WORK TO DO
Reproduce verbatim the lines from the entries below, starting at the line that contains "of the dark" and stopping after the line that contains "column 597, row 211".

------ SUPPLIED DATA

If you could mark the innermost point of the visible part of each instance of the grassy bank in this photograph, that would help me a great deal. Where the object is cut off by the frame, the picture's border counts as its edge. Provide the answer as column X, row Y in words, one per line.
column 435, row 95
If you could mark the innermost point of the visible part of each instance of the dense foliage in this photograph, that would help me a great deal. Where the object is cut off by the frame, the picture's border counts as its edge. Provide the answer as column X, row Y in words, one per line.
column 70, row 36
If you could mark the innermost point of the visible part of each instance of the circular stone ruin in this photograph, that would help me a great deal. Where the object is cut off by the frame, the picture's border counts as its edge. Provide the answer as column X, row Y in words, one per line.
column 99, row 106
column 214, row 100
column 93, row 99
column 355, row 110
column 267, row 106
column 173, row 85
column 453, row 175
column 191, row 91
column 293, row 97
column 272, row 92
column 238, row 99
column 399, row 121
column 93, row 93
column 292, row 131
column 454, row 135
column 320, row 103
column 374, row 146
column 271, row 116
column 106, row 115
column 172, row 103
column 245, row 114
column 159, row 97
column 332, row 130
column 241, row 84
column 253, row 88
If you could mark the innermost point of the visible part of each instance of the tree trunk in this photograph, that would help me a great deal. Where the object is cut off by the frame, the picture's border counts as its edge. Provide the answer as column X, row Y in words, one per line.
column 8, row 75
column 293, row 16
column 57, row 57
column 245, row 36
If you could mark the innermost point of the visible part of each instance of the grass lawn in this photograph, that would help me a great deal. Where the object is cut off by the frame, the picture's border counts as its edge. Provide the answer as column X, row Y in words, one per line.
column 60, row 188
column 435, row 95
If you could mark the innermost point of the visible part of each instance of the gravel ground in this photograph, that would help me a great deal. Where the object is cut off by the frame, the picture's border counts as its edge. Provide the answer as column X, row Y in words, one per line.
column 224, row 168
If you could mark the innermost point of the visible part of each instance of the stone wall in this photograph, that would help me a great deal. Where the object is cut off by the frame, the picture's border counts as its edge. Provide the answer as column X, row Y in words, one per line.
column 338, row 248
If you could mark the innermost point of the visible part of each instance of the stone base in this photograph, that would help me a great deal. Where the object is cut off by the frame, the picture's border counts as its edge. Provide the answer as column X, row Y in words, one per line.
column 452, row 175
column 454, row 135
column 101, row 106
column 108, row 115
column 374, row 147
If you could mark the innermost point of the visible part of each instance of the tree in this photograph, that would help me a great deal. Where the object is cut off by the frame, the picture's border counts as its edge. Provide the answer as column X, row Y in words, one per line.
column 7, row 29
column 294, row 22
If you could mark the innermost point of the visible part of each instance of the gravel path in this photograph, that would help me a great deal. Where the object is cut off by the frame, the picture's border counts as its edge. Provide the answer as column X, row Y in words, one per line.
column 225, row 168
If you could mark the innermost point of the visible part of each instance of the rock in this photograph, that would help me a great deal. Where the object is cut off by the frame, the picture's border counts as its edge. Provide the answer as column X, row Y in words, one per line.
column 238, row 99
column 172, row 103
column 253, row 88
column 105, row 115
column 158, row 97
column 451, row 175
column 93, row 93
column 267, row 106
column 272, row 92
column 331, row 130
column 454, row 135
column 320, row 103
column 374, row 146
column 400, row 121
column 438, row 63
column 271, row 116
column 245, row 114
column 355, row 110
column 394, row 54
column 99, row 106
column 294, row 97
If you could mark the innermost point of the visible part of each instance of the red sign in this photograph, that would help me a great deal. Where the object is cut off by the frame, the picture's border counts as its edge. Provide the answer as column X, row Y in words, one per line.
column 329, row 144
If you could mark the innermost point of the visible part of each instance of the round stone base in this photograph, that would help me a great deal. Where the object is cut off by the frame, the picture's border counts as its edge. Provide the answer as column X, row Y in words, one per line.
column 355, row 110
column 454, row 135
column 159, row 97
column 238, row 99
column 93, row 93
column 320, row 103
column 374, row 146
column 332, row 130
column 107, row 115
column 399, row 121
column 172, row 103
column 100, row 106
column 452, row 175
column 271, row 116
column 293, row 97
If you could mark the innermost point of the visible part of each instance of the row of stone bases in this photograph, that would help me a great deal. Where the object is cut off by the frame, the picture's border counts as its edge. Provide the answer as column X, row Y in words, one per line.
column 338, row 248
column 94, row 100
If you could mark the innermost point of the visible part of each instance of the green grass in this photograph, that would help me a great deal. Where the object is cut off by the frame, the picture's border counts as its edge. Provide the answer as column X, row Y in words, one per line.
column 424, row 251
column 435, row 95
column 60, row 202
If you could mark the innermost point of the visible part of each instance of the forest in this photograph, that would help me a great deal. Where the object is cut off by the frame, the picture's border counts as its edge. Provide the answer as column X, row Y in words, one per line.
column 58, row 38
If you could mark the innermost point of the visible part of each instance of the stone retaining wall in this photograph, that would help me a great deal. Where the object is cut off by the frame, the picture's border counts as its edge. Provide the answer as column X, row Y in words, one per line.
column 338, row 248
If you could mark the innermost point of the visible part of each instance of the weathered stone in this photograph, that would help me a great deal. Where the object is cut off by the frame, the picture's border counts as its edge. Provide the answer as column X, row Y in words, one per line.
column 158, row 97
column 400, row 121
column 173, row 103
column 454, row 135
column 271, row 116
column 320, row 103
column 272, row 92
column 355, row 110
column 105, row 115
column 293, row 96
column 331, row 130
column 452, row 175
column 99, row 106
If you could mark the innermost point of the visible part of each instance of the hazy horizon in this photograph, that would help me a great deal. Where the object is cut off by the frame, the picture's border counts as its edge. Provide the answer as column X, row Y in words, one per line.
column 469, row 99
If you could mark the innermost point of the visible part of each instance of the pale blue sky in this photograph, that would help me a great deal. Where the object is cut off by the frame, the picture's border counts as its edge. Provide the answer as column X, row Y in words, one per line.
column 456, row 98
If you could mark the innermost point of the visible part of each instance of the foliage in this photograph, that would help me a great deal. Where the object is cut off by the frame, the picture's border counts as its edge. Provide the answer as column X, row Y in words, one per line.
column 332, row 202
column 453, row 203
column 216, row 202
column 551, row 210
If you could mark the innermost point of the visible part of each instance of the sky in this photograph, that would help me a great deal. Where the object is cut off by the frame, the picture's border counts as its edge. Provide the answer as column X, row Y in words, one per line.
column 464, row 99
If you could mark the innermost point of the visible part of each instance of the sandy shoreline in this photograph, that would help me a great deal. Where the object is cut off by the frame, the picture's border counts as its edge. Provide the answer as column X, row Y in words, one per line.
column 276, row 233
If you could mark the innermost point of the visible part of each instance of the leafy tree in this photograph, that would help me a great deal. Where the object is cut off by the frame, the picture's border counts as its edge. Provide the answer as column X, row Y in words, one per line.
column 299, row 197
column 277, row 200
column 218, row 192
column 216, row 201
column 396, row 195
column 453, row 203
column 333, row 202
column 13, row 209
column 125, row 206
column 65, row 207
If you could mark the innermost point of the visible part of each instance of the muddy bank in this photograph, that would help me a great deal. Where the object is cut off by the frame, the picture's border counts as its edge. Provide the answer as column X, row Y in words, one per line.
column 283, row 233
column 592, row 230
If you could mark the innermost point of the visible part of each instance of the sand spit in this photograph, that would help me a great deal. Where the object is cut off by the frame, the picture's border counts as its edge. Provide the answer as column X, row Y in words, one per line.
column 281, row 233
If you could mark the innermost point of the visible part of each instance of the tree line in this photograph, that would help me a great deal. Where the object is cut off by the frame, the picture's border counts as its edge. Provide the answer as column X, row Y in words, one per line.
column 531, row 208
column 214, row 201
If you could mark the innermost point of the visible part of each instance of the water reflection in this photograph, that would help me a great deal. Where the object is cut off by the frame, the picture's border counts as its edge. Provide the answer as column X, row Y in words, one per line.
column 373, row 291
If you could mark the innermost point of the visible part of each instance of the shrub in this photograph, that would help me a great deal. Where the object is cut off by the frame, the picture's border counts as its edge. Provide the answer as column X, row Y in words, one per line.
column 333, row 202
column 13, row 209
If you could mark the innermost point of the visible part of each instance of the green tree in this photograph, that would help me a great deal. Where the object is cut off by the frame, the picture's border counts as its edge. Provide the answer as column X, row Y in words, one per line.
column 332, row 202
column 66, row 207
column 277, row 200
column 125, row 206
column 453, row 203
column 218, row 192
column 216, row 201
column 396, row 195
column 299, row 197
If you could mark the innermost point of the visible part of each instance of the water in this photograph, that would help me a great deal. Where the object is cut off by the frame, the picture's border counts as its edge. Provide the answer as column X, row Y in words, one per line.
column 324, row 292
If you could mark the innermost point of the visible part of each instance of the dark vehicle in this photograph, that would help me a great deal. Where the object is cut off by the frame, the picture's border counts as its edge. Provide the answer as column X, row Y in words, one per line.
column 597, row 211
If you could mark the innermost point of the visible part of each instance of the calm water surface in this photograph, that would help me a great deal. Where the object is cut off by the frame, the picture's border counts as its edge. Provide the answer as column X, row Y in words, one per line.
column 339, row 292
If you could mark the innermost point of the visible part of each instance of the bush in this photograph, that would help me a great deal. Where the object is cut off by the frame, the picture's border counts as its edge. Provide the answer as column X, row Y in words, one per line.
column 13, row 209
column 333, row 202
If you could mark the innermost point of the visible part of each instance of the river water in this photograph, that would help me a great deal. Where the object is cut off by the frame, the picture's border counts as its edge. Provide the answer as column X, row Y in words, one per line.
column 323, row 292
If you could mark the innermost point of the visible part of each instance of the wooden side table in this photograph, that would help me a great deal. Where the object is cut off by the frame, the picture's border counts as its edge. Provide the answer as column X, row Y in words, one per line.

------------

CORRECT OUTPUT
If you could mark the innermost point of the visible part of each instance of the dark vehicle in this photograph, that would help me a great deal. Where the object is cut off by the frame, the picture's border counts as its edge. Provide the answer as column X, row Y in words, one per line.
column 597, row 211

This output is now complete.